In a world that is so dependent on technology, research shows we spend approximately 11 hours of our day listening, watching, reading or interacting with a device. From TV, laptop and mobile phone there really is not much rest for our already highly wired brains.
In our world today we can’t help but notice that overuse of technology is replacing real relationships with virtual ones but it is also increasing stress and major disaster response to the brain.
Technology addiction is not a diagnosis – yet! It is however a behavioural addiction which can impact our physical, psychological and social lives. The overuse of our phones, can lead to insomnia, decrease of self-regulation, FOMO and impact our work/life balance. There is no doubt the use of technology can improve our lives in many ways but being aware of the mental health and wellbeing impact of these devices is vital.
Maybe it is time we stop and look to audit our technology use. Are our devices becoming the most important part of our life? Are we too afraid to challenge ourselves to recognise this impact?
There is a small list of ‘device behaviours’ that should be individually recognised. The following are all possible indicators of overuse.
- You feel anxious if you can’t find your phone
- You feel you need to check you phone every few minutes
- You are afraid you will miss out on something if you don’t check your phone
- You start and end your day with your phone
- You feel depressed, angry or frustrated after being on social media
If you tick three or more of these indicators, then it is time to set some ‘device boundaries’. Setting these boundaries is making the choice to cause a circuit breaker in your use and reign in what is most important to you in your life.
——————————
• Problem requirements
Continue the article on technology overuse from its final sentence, in the same formal style. The records play no part in this exercise.
——————————
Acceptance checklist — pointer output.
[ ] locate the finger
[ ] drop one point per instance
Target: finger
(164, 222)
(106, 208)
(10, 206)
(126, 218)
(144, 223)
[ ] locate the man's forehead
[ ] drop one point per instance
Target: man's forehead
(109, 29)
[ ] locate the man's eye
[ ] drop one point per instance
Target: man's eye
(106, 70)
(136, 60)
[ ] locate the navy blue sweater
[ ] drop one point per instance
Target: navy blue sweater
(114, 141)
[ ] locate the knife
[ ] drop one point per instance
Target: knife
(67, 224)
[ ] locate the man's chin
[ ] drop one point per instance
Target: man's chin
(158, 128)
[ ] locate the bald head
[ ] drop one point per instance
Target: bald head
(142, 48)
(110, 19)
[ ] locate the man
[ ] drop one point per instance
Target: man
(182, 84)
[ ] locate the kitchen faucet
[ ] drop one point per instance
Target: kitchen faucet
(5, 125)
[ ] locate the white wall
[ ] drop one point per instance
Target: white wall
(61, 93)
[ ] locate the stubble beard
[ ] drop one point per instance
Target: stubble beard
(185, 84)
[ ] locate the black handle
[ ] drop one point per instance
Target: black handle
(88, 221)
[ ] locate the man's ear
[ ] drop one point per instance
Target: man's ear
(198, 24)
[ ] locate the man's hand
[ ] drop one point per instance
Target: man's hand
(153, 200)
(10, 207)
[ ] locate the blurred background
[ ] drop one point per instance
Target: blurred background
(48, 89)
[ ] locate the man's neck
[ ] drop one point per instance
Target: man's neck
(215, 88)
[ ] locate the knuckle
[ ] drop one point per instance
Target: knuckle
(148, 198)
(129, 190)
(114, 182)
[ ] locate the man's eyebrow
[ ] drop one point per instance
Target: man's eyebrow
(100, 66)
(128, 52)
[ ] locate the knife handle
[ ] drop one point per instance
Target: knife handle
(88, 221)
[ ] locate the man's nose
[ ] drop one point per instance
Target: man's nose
——————————
• Solved problem
Choose a realistic goal to set some small device boundaries. The aim is to always use your device in a way that can benefit your health and wellbeing
- Be realistic about time and place
- Set limits – install only useful app notifications
- Beware of ‘double-devicing’ (being on more than one device at a time)
Healthy technology use can begin with going off your device during these daily situations.
- When eating
- When first waking up
- When enjoying your own space
- When with family and friends
- Before going to sleep at night
Social media use and in particular constant scrolling of posts can be detrimental to your mental health and wellbeing. It instils a feeling of missed opportunities and has constant impact on your self-esteem. Limiting your use to 30 mins of social media a day can improve wellbeing and decrease symptoms of depression and loneliness.
Monitor your emotions when you detox. It will give clarity to your reliance on the device. Detoxing can be uncomfortable but having a commitment to this area of your life will ensure a more mindful state of living.
This article was written by our wellbeing team, Angie Hilton, Kate Meadows and Kylie Paatsch.
To get in touch with our wellbeing team, learn more about digital detoxing or organising a funded mental health and wellbeing workshop with your staff, please get in touch with Angie by emailing email@example.com.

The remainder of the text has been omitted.